---- DATASET EXCERPTS

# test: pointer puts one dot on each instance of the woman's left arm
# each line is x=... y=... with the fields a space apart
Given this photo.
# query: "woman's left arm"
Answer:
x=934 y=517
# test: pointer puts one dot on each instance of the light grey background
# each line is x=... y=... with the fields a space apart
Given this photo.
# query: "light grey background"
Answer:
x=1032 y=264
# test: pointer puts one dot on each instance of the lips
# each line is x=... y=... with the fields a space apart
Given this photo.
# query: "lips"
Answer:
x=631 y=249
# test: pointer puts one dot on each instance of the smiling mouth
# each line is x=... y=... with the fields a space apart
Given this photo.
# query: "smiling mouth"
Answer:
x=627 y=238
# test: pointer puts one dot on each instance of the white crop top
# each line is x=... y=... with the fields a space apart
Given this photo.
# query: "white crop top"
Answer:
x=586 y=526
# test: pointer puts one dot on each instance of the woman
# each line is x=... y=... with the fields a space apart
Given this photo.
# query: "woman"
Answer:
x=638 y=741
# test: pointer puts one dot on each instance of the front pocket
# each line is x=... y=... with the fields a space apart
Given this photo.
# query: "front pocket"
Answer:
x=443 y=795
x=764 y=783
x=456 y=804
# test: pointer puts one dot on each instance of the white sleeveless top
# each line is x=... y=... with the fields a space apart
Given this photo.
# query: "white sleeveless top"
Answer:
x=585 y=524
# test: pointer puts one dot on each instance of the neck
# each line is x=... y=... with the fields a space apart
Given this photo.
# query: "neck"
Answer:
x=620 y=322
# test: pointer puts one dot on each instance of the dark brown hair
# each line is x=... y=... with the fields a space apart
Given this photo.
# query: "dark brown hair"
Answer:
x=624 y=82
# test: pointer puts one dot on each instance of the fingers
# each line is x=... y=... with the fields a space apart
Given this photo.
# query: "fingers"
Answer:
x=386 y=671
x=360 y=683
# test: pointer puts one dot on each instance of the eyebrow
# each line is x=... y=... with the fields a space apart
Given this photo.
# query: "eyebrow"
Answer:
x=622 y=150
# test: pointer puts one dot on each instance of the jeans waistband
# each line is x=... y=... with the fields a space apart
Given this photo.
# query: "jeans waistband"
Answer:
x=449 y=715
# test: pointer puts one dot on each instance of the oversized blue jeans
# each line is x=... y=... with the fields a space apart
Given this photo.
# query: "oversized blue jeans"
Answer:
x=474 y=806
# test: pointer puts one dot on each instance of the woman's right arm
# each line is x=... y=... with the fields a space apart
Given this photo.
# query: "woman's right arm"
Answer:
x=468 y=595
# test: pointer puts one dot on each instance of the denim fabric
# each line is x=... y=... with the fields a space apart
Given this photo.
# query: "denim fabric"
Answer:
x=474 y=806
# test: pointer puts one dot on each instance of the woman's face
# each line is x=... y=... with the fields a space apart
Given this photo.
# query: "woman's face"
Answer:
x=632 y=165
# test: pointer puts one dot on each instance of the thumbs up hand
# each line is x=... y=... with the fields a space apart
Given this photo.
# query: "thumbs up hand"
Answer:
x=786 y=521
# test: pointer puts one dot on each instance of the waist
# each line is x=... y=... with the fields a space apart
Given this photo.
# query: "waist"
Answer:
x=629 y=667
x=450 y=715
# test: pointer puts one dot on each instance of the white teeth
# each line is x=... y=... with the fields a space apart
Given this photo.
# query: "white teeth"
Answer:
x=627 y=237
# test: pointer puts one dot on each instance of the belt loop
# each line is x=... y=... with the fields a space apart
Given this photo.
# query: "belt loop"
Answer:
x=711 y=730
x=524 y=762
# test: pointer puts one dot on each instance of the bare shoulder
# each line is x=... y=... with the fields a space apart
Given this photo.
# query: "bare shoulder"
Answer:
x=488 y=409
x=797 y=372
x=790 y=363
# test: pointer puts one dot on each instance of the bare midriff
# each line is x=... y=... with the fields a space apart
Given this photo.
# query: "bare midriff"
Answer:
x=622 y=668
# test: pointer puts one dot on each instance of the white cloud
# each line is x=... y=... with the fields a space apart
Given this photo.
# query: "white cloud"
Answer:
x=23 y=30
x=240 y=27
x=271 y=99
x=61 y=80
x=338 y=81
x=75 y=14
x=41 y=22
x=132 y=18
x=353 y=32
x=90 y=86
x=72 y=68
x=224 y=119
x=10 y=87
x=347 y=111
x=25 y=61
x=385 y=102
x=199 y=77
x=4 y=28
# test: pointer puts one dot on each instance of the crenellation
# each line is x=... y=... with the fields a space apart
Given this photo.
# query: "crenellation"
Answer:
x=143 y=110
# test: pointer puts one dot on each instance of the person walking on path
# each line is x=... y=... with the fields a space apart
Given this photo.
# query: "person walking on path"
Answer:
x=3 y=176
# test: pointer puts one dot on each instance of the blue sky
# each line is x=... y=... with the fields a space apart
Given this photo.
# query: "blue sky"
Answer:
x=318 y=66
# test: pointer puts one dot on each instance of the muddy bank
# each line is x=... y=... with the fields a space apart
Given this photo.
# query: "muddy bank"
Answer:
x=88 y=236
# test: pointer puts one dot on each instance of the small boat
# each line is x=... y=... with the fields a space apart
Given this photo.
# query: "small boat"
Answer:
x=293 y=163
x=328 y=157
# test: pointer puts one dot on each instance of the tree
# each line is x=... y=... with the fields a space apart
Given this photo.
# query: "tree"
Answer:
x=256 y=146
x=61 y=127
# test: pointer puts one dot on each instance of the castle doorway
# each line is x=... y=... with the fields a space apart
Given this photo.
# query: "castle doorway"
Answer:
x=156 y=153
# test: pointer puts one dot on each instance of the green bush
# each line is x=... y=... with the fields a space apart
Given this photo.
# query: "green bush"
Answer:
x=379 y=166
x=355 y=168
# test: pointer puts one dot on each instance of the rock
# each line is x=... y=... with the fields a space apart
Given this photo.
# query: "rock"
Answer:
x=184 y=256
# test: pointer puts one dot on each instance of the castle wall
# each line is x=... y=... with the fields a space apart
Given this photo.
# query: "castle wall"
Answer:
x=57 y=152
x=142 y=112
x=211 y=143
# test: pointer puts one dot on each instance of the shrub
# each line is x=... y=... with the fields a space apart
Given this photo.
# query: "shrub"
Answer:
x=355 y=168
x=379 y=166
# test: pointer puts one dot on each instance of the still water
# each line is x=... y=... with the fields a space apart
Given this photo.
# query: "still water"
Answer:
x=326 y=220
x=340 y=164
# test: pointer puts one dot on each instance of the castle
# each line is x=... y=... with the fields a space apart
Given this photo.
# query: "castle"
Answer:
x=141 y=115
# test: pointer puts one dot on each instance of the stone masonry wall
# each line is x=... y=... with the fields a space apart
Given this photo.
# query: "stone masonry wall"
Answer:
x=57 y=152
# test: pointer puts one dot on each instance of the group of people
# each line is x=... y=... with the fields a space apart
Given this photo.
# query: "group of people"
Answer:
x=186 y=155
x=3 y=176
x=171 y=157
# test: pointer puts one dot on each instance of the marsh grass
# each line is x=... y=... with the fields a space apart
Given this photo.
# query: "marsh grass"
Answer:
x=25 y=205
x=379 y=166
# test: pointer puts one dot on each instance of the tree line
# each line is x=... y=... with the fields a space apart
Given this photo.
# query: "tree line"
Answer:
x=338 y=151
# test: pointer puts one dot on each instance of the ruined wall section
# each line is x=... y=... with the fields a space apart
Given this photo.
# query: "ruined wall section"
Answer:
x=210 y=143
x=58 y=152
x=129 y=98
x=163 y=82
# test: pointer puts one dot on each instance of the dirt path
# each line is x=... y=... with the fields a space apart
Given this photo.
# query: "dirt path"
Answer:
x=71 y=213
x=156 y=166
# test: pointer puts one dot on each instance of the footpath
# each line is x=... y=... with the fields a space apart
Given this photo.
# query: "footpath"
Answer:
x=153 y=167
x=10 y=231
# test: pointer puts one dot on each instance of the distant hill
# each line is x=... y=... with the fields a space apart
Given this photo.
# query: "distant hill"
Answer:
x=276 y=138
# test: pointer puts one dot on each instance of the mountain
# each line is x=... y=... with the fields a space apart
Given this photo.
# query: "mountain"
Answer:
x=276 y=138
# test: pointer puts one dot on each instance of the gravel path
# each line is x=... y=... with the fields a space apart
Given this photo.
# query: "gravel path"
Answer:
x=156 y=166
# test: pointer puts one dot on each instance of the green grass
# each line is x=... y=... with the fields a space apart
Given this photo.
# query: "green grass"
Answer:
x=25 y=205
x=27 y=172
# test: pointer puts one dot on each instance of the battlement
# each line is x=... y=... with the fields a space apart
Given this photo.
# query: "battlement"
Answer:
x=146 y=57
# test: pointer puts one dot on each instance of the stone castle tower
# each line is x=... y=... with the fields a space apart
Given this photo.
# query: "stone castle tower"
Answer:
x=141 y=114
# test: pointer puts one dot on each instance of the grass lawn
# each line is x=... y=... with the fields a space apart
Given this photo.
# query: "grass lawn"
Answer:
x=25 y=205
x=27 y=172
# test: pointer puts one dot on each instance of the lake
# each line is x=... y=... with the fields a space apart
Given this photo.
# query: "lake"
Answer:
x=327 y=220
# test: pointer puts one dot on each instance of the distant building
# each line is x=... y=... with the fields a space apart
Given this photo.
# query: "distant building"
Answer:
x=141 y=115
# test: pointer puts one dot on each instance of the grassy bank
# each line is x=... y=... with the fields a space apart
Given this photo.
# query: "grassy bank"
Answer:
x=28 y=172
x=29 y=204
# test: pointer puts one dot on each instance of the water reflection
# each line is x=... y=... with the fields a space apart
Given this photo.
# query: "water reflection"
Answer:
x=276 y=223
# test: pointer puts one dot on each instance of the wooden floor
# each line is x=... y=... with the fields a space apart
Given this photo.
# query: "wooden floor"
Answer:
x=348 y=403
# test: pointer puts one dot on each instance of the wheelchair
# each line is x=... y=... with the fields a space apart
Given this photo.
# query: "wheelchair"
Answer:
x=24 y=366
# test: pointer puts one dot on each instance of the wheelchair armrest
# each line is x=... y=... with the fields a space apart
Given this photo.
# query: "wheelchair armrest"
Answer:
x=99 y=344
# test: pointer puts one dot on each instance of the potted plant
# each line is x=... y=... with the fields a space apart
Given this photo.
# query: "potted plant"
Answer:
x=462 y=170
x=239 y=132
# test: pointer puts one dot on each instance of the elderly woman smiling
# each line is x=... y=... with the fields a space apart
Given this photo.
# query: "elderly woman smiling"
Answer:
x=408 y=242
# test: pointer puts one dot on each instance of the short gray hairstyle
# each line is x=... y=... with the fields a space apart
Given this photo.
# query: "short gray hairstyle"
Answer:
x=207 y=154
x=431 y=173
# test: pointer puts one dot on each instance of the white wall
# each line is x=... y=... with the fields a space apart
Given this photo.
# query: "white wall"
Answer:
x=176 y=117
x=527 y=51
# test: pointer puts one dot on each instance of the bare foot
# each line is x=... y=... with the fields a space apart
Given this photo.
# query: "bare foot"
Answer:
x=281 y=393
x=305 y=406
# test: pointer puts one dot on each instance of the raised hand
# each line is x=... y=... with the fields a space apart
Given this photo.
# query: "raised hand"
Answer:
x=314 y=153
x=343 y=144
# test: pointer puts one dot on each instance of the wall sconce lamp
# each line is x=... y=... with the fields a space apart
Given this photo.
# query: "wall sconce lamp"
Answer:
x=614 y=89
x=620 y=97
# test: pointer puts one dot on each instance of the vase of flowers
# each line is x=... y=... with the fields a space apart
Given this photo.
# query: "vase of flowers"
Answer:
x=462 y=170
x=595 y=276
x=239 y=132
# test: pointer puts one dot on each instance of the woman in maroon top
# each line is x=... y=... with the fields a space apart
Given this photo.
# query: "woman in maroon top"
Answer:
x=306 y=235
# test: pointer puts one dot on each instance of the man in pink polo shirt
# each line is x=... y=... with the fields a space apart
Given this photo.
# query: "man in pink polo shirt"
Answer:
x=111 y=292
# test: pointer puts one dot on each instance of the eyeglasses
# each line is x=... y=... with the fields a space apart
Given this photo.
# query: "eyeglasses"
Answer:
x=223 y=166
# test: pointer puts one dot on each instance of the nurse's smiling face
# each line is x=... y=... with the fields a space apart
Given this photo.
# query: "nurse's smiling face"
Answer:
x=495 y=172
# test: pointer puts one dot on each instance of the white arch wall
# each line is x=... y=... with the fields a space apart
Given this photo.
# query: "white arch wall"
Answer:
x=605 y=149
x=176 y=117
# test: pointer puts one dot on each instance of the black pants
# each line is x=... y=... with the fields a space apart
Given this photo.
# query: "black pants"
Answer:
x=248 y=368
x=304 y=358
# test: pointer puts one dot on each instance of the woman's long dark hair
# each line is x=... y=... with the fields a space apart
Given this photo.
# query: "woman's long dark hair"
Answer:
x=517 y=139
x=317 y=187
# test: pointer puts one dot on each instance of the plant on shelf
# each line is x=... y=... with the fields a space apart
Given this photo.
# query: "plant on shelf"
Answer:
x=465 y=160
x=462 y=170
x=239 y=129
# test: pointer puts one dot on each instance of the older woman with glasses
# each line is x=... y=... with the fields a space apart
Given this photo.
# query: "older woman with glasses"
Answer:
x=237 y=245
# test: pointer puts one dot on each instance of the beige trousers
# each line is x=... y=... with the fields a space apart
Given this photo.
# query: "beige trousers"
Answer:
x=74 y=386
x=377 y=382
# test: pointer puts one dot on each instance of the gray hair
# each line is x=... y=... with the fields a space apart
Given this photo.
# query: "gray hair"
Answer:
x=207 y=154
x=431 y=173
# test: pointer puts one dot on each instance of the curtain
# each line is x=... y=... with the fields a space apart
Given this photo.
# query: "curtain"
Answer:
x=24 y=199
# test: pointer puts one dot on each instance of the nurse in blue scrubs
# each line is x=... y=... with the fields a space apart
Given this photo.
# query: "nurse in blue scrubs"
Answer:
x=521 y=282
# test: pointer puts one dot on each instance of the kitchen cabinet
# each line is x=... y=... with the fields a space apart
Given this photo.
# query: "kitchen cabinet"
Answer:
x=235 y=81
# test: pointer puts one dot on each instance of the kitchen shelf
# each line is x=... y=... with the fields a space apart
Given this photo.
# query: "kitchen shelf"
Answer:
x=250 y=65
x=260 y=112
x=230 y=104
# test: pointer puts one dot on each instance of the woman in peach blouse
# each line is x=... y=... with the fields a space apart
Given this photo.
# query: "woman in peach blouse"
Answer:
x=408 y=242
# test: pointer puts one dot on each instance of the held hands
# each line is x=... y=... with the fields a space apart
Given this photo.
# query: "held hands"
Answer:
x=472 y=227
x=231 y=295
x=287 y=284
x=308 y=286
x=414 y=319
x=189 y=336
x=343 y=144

--------

— WHAT THIS TASK INVOLVES —
Reproduce verbatim the lines of material starting at the line containing "the grass lawn" and ending at the line containing "x=327 y=220", including both of those lines.

— THE COMPLETED TASK —
# test: pointer puts one dot on each instance of the grass lawn
# each line is x=... y=... with the fields a space apart
Given this photo.
# query: "grass lawn"
Answer:
x=25 y=205
x=27 y=172
# test: pointer puts one dot on each instance of the lake
# each line is x=... y=... with the fields a space apart
Given this photo.
# query: "lake"
Answer:
x=327 y=220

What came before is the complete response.